- _Short problem a_
Reproduce the passage on Lisa Lowe below verbatim, everything from "The story of" down to "labor and exploited.".

The story of the US is typically told as one of heroic immigrants: those Europeans who first came to these shores escaped tyranny and sought freedom, forming the nation and becoming Americans. However, the story is different when it comes to other groups of immigrants. Lisa Lowe, in her influential book Immigrant Acts: On Asian American Cultural Politics (1996), shows how immigration has been racialized, with Asian immigrants excluded from the national political sphere while included as labor in the economic sphere. Using both ethnographic accounts and literary portraits, she explores how Asian American women in particular are conscripted as labor and exploited.

Lowe’s first book, Critical Terrains: French and British Orientalisms (1994), examines the heterogeneous nature of orientalism in texts from the eighteenth century to the French Tel quel group’s infatuation with Maoism in the wake of 1968. Immigrant Acts brings together her analysis of Asian American history and representation. She is currently completing two new books, The Intimacies of Four Continents and Metaphors of Globalization (forthcoming from Duke UP), which study the history and theory of globalization. She has also co-edited the volume The Politics of Culture in the Shadow of Capital (with David Lloyd; 1997), which includes an interview Lowe conducted with Angela Davis, and she co-edits the series Perverse Modernities (Duke UP), with Judith “Jack” Halberstam. Relevant to this interview, one might also look at her entry on “Globalization” in Keywords for American Cultural Studies (2007).

- _Short problem b_
From the records below, extract every line that contains the string "tuft".

- _Given data_
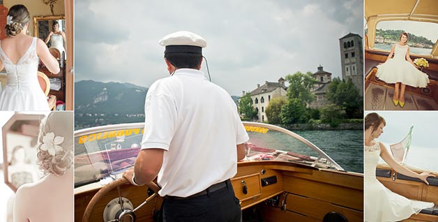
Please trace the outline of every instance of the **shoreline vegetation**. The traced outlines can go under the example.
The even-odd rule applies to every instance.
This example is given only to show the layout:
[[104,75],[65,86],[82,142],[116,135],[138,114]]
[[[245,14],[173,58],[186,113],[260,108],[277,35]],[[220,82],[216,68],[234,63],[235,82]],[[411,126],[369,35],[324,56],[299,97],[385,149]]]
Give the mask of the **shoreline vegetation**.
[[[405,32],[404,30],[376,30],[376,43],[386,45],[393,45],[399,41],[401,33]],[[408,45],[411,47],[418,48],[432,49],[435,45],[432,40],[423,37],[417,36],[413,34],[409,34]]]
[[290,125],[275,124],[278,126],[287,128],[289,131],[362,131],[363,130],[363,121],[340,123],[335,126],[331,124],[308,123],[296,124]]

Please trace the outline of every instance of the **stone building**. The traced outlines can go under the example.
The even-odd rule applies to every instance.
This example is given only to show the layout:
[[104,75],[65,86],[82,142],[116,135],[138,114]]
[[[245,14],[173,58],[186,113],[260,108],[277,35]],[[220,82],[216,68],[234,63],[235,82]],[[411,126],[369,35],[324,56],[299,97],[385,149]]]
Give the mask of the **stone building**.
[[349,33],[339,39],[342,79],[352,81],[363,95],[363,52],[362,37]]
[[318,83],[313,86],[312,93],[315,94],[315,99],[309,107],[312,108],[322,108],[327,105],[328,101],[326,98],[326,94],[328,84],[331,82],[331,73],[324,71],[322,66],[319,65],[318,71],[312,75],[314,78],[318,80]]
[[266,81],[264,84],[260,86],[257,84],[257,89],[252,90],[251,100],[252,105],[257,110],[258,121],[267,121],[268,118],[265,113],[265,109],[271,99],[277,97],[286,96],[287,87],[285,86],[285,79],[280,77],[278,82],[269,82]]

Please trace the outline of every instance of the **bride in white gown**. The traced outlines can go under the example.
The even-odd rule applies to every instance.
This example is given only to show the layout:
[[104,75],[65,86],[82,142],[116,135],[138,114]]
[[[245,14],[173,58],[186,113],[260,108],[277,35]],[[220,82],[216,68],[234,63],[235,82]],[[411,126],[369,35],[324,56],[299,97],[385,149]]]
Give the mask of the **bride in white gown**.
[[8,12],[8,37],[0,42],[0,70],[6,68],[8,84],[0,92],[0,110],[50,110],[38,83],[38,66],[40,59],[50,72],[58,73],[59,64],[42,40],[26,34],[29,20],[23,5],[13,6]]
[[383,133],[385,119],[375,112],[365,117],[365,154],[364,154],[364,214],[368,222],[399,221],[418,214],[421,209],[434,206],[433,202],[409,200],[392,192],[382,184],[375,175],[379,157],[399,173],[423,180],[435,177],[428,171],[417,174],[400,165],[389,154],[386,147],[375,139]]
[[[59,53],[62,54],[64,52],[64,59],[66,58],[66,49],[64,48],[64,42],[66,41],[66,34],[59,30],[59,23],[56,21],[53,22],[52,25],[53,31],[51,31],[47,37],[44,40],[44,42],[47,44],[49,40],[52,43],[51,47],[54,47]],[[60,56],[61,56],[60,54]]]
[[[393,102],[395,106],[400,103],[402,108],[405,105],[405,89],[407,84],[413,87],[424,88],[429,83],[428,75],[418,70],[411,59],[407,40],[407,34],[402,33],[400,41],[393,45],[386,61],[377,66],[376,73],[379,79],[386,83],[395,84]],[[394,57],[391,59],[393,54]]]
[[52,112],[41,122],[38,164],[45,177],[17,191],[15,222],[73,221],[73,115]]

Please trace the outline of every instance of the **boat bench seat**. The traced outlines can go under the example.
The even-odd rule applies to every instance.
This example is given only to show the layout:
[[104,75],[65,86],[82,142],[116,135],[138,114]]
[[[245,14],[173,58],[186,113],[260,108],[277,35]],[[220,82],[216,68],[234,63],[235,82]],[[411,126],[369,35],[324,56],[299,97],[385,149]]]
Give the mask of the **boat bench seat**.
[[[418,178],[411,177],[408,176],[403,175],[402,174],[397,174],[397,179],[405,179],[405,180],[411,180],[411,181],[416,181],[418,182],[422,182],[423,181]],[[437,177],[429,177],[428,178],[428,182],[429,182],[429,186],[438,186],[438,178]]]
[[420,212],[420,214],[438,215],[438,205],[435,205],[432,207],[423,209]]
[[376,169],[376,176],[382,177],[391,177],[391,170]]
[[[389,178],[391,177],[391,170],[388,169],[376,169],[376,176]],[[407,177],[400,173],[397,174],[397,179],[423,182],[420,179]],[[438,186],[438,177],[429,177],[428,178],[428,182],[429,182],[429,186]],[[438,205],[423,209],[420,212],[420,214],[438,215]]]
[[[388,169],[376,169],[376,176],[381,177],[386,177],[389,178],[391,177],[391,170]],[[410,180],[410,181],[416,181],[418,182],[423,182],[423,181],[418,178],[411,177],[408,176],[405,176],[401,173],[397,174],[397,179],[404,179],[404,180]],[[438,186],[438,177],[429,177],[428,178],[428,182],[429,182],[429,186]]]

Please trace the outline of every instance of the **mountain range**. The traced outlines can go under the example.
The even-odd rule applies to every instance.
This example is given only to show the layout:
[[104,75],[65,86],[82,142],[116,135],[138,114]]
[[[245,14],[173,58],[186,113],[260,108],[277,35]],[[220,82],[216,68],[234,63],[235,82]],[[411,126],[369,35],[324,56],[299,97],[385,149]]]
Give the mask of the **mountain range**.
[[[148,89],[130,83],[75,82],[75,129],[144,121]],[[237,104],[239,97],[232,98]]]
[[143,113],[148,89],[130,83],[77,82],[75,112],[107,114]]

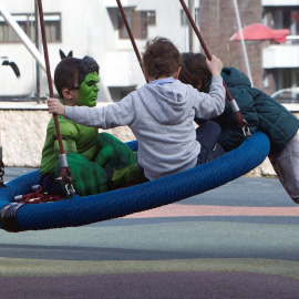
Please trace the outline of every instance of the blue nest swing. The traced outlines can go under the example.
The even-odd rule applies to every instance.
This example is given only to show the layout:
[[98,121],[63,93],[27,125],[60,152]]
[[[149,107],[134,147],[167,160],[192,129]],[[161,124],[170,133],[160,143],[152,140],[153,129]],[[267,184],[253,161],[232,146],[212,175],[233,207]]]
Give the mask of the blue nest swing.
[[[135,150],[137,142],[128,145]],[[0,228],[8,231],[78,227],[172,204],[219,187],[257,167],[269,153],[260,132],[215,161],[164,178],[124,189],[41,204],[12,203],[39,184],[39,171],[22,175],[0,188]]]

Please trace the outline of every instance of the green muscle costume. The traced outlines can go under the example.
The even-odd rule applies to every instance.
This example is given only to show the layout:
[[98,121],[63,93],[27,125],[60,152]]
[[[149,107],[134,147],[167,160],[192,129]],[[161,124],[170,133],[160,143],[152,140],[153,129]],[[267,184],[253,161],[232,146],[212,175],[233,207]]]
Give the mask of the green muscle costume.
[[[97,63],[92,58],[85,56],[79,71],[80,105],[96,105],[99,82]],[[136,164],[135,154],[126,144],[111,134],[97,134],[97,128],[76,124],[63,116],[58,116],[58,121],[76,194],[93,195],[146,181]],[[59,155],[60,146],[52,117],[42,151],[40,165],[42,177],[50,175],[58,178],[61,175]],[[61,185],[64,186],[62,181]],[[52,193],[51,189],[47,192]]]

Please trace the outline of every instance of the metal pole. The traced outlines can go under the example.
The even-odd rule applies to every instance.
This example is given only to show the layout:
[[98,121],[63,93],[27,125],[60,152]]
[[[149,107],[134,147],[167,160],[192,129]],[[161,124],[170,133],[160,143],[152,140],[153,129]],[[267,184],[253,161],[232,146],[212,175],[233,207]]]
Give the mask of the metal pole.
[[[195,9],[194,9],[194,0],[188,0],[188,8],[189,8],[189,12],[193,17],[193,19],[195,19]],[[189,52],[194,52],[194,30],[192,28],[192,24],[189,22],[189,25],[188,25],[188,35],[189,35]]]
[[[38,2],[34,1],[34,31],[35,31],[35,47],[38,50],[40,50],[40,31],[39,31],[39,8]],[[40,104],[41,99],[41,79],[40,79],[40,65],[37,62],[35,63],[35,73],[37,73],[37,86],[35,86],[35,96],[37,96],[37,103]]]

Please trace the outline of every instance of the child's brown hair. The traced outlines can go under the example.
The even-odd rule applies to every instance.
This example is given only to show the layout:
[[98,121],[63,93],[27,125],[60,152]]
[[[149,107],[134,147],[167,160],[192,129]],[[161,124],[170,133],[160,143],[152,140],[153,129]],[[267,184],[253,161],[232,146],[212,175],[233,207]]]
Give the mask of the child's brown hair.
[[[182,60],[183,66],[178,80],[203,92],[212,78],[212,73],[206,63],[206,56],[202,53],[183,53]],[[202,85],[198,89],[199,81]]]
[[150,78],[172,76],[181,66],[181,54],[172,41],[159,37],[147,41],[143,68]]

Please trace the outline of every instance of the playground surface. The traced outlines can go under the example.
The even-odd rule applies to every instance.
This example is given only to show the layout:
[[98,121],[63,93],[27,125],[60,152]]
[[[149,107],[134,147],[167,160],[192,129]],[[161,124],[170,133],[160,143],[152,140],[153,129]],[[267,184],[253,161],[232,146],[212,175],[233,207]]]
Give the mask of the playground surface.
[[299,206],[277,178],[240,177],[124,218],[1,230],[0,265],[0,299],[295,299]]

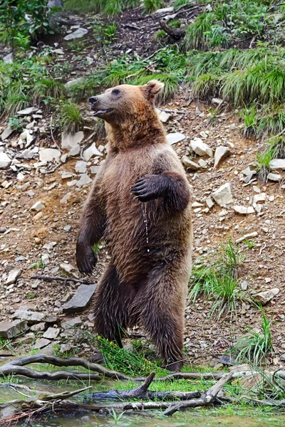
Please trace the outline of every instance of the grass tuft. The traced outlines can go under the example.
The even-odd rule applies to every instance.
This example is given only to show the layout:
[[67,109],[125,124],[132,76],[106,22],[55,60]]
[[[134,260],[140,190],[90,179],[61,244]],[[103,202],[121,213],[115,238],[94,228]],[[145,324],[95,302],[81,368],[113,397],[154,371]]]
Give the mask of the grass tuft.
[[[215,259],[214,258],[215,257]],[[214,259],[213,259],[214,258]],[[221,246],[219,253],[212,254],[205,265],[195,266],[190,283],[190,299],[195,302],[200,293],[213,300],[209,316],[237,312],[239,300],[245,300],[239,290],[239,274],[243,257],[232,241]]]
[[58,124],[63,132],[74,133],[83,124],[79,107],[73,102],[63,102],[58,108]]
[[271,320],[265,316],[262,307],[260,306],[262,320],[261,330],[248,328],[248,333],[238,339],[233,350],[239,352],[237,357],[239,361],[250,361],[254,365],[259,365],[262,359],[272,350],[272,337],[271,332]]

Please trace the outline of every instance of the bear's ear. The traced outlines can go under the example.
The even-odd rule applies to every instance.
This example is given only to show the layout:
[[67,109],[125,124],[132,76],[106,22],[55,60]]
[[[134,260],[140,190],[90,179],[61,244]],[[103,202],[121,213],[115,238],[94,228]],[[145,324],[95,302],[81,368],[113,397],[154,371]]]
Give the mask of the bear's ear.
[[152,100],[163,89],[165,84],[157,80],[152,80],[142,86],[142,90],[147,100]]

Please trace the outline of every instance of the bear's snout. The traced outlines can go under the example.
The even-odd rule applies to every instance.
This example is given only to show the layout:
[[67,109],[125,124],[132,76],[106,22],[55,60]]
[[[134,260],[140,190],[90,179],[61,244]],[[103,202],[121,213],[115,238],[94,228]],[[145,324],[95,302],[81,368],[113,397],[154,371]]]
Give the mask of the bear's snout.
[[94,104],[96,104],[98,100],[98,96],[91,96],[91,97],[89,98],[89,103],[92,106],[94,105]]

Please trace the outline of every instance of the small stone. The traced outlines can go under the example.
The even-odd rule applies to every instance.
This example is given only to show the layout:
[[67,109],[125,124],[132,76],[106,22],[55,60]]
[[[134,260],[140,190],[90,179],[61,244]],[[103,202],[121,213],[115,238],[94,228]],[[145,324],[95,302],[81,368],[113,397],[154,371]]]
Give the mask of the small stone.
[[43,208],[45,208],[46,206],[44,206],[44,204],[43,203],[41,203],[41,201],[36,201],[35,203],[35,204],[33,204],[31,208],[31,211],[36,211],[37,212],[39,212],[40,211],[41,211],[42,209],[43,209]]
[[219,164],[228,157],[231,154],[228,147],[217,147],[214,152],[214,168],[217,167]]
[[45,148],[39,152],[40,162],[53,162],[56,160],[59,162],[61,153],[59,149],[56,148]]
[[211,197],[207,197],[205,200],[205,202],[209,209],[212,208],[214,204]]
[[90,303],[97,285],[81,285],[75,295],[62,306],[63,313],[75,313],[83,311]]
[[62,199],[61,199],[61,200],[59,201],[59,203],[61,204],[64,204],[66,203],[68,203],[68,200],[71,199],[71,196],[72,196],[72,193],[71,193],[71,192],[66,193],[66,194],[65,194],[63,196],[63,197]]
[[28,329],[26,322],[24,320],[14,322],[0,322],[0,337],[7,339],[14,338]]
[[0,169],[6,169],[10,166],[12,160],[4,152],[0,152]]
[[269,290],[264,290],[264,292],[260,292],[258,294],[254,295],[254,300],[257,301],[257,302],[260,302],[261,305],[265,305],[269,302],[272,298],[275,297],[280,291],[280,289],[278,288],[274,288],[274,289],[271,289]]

- _Task answer a_
The story of the US is typically told as one of heroic immigrants: those Europeans who first came to these shores escaped tyranny and sought freedom, forming the nation and becoming Americans. However, the story is different when it comes to other groups of immigrants. Lisa Lowe, in her influential book Immigrant Acts: On Asian American Cultural Politics (1996), shows how immigration has been racialized, with Asian immigrants excluded from the national political sphere while included as labor in the economic sphere. Using both ethnographic accounts and literary portraits, she explores how Asian American women in particular are conscripted as labor and exploited.

- _Task answer b_
Please trace the outline of every instance of the grass tuft. The traced outlines can go under the example.
Give the mask of the grass tuft.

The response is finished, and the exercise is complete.